### Your assignment
Please return each record exactly as it stands.
*** Input for this task
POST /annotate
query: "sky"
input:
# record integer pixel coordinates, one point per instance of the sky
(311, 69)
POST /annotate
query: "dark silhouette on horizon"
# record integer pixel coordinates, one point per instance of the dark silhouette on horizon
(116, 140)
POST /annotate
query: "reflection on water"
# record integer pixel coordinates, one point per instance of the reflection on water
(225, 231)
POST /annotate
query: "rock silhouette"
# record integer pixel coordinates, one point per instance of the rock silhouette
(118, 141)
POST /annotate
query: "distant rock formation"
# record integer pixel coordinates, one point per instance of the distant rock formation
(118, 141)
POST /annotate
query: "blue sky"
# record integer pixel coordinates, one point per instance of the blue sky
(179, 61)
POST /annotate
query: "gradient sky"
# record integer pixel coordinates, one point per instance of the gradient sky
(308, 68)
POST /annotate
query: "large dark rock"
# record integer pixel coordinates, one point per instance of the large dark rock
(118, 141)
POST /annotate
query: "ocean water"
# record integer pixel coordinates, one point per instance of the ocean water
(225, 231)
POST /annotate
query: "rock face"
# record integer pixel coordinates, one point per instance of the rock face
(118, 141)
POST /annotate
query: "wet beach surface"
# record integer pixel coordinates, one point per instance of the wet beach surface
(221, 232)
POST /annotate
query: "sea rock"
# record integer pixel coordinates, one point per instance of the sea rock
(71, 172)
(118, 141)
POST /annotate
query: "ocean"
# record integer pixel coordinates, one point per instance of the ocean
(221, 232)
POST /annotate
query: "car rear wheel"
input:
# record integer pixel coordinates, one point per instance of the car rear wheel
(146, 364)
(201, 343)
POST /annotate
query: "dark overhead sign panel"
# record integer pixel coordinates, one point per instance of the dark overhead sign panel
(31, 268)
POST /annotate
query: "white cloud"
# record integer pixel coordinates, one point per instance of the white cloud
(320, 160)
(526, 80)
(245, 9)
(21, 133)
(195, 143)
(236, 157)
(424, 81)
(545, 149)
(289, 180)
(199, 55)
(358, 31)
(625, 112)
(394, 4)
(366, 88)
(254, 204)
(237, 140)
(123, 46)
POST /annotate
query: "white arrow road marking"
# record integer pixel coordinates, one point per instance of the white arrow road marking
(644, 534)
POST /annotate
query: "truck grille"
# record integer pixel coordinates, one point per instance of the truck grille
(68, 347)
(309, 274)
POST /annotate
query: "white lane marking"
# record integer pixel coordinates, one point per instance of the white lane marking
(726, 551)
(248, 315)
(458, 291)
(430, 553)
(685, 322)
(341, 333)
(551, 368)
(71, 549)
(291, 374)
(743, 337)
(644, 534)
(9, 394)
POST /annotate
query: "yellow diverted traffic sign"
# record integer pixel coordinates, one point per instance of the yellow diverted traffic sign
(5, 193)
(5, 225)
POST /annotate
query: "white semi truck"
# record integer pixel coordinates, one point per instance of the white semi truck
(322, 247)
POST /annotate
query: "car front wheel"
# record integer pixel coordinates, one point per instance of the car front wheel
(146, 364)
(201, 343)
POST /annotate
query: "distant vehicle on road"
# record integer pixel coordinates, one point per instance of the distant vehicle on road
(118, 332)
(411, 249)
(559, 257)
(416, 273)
******
### Response to this task
POST /annotate
query: "sky"
input:
# record integer pixel coordinates, one point per instance of the sky
(311, 69)
POST /annotate
query: "dark silhouette on horizon"
# record integer pixel coordinates, one point per instance of the dark silhouette on horizon
(116, 140)
POST /annotate
query: "reflection on water"
# record integer pixel coordinates, one point per instance of the reflection on water
(225, 231)
POST /annotate
query: "rock silhouette"
# record integer pixel coordinates, one point per instance of the rock silhouette
(118, 141)
POST /annotate
query: "distant rock formation"
# record integer pixel coordinates, one point per instance of the distant rock formation
(118, 141)
POST /annotate
query: "blue sky"
# record integer pixel coordinates, one point per instance of the blue sky
(179, 61)
POST /annotate
query: "gradient sky"
# record integer pixel coordinates, one point per instance of the gradient sky
(308, 68)
POST /annotate
query: "large dark rock"
# record integer pixel coordinates, one point per instance of the large dark rock
(118, 141)
POST /annotate
query: "ocean water"
# record integer pixel coordinates, one point per instance of the ocean water
(225, 231)
POST /annotate
query: "rock face"
# record integer pixel coordinates, one point per instance of the rock face
(118, 141)
POST /annotate
query: "wet beach surface"
# record integer pixel coordinates, one point per instance of the wet beach surface
(221, 232)
POST /annotate
query: "sea rock"
# record integer pixel coordinates, one point per instance of the sea rock
(71, 172)
(118, 141)
POST /annotate
query: "ocean"
# record integer pixel coordinates, one point per instance of the ocean
(221, 232)
POST /annotate
query: "car rear wheel"
input:
# record integer pixel coordinates, one point per instance of the car rear wheel
(146, 364)
(201, 343)
POST /annotate
query: "dark overhead sign panel"
# record integer pixel coordinates, one point per instance of the dark overhead sign panel
(31, 268)
POST /annotate
query: "white cloud"
# record integer pixel coordinates, one point per instance of the white cloud
(320, 160)
(526, 80)
(245, 9)
(21, 133)
(195, 143)
(236, 157)
(424, 81)
(545, 149)
(289, 180)
(199, 55)
(358, 31)
(625, 112)
(394, 4)
(366, 88)
(254, 204)
(237, 140)
(123, 46)
POST /annotate
query: "white arrow road marking"
# record integer pixel coordinates, one point per instance of the white arrow road marking
(644, 534)
POST /annotate
query: "truck grille"
# record integer pixel coordinates, one point per instance of the truck grille
(68, 347)
(309, 274)
POST /annotate
query: "white lane marking"
# record integer pixel coordinates, one point per instance of the white lane marking
(726, 551)
(248, 315)
(458, 291)
(430, 553)
(685, 322)
(341, 333)
(551, 368)
(71, 549)
(291, 374)
(743, 337)
(644, 534)
(9, 394)
POST /annotate
query: "yellow diverted traffic sign"
# record integer pixel coordinates, one point per instance of the yellow diverted traffic sign
(5, 193)
(5, 225)
POST /annotate
query: "white semi truck"
# record integer pixel coordinates, one point per instance of the white semi truck
(322, 247)
POST /annotate
query: "car front wheel"
# record integer pixel coordinates, one point per instance of the car front wheel
(146, 364)
(201, 343)
POST /annotate
query: "distant vehicle on road"
# record integer pixel coordinates, one point per instance of the distant vehicle on road
(118, 332)
(411, 249)
(559, 257)
(416, 273)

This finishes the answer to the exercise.